SET PROBLEM
Transcribe all of the entries below verbatim, line for line, and leave the pictures out of your output.
********************
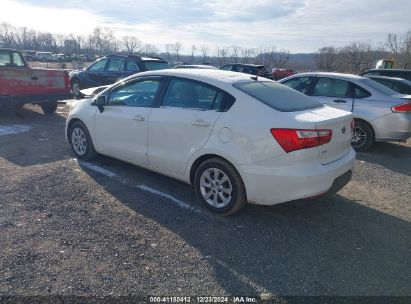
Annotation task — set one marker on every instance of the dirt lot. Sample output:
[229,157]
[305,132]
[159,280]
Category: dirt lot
[109,228]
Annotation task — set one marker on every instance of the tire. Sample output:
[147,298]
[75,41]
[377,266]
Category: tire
[49,107]
[80,141]
[212,197]
[363,137]
[75,87]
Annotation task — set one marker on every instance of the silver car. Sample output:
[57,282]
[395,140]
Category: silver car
[380,113]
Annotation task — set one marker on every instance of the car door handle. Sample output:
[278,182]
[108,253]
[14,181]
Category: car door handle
[138,118]
[200,123]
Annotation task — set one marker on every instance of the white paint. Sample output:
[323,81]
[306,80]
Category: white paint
[13,129]
[179,203]
[98,169]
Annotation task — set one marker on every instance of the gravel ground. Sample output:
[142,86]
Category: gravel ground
[108,228]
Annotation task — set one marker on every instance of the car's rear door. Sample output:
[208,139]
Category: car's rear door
[333,92]
[182,124]
[121,129]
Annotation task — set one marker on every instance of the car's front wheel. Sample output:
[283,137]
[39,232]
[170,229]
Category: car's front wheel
[81,142]
[219,187]
[49,107]
[363,136]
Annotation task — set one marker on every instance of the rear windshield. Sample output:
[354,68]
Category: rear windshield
[278,96]
[156,65]
[379,87]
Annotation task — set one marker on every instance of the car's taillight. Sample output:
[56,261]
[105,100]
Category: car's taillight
********************
TASK RESULT
Annotation task — set one marker on every instance of the dirt lot. Sample output:
[229,157]
[305,132]
[159,280]
Category: dirt lot
[109,228]
Annotation task — set one marker on every instance of the tire. Sample output:
[147,298]
[75,41]
[377,266]
Category: tire
[49,107]
[80,141]
[212,197]
[363,137]
[75,87]
Annotation task — set one marker on every instance of the silver car. Sample output:
[57,282]
[395,140]
Category: silver car
[380,113]
Annotation task — set one marker on every instance of the car door handle. Sample output:
[278,182]
[108,253]
[14,181]
Category: car door handle
[138,118]
[200,123]
Annotation task — set one marker on every instance of the white paint. Sample output:
[323,81]
[306,80]
Category: white paint
[13,129]
[179,203]
[98,169]
Annotation task — set one marker on every instance of the gravel ground. Sample output:
[142,86]
Category: gravel ground
[108,228]
Annotation task — set one marker on every instance of the car's rear door. Sample output:
[208,139]
Category: car's rear door
[333,92]
[182,124]
[121,129]
Annotation task — set one marker on every instance of the car's front wheel. Sample output:
[283,137]
[39,232]
[170,229]
Category: car's front wheel
[81,142]
[219,187]
[49,107]
[363,136]
Annotation task — set one marker on every instance of the rear windshield. Sample output:
[354,68]
Category: rear windshield
[278,96]
[156,65]
[379,87]
Annotation task — set one marker on every instance of the car's taillight. Sample output:
[56,261]
[105,100]
Category: car's taillight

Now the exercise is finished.